Teks yang diberikan:
MA Berencana Susun Perma tentang Pelaksanaan Putusan Arbitrase
Berita

MA Berencana Susun Perma tentang Pelaksanaan Putusan Arbitrase

Rencana tersebut masih bersifat inisiatif.

Nanda Narendra Putra
Bacaan 2 Menit
Edy Wibowo, Asisten Ketua Kamar Pembinaan MA. Foto NNP
Edy Wibowo, Asisten Ketua Kamar Pembinaan MA. Foto NNP

Mahkamah Agung (MA) berencana menyusun Peraturan Mahkamah Agung (Perma) tentang Pelaksanaan Putusan Arbitrase. Latar belakang disusunnya Perma tersebut, salah satunya untuk mengisi kekosongan hukum dalam implementasi ketentuan UU Nomor 30 Tahun 1999 tentang Arbitrase dan Alternatif Penyelesaian Sengketa.

 

Asisten Ketua Kamar Pembinaan MA, Edy Wibowo mengatakan, MA perlu menerbitkan suatu Perma yang mengatur terkait pelaksanaan sita jaminan yang ditetapkan oleh arbitrase dan pelaksanaan putusan akhir arbitrase. Hal tersebut dilatarbelakangi masih terdapatnya ruang pengaturan yang kosong terhadap tiga hal. Pertama, alasan pembatalan putusan arbitrase. Kedua, pelaksanaan sita jaminan yang dijatuhkan majelis arbitrase, dan ketiga pelaksanaan eksekusi putusan arbitrase.

Entri yang diberikan:
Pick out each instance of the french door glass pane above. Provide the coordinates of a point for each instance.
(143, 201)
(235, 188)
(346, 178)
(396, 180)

Yang perlu dikerjakan:
(1) Jawab pertanyaan berikut berdasarkan berita tentang rencana Perma arbitrase.
(a) Ketentuan undang-undang mana yang implementasinya ingin diisi kekosongan hukumnya oleh Perma tersebut?
(b) Apa jabatan Edy Wibowo?
(c) Menurut Edy Wibowo, apa hal kedua yang pengaturannya masih kosong?
(2) Teruskan berita tentang rencana Perma arbitrase ini mulai setelah kalimat terakhirnya.

Jawaban berurutan:
(1)
(a) UU Nomor 30 Tahun 1999 tentang Arbitrase dan Alternatif Penyelesaian Sengketa.
(b) Asisten Ketua Kamar Pembinaan MA.
(c) Pelaksanaan sita jaminan yang dijatuhkan majelis arbitrase.

(2)
 

“Kami harap tahun 2018 aturan itu keluar,” kata Edy kepada Hukumonline di Jakarta, Rabu (13/12).

 

Edy menjelaskan, alasan pembatalan putusan arbitrase sebagaimana diatur dalam Pasal 70 UU Nomor 30 Tahun 1999 bersifat limitatif, yakni terbatas tiga hal, antara lain surat palsu, novum (bukti baru), dan/atau adanya tipu muslihat dalam pemeriksaan perkara. Beberapa pasal dalam aturan yang sama juga pada pokoknya menggariskan bahwa apabila para pihak setuju menyelesaikan sengketa melalui arbitrase, maka pengadilan negeri tidak berwenang untuk mengadili sengketa tersebut.

 

Pasal 60 UU Nomor 30 Tahun 1999 berikut Penjelasan, bahkan menegaskan bahwa putusan arbitrase bersifat final dan mempunyai kekuatan hukum tetap dan mengikat para pihak, tidak dapat diajukan upaya hukum banding, kasasi, maupun peninjauan kembali. Itu berarti, kata Edy, substansi maupun pokok sengketa tidak terbuka kemungkinan bagi pengadilan untuk memberikan penilaian hukum dengan mempermasalahkan putusan arbitrase.

 

“Pasal 62 UU Nomor 30 Tahun 1999 memberi kewenangan kepada Ketua PN untuk menilai putusan arbitrase hanya dari perspektif terpenuhi atau tidaknya ketentuan Pasal 4 dan 5 serta bertentangan atau tidak dengan kesusilaan dan/atau ketertiban umum tetapi tidak boleh menilai, mempertimbangkan atau mempermasalahkan alasan-alasan pertimbangan putusan arbitrase,” kata Edy.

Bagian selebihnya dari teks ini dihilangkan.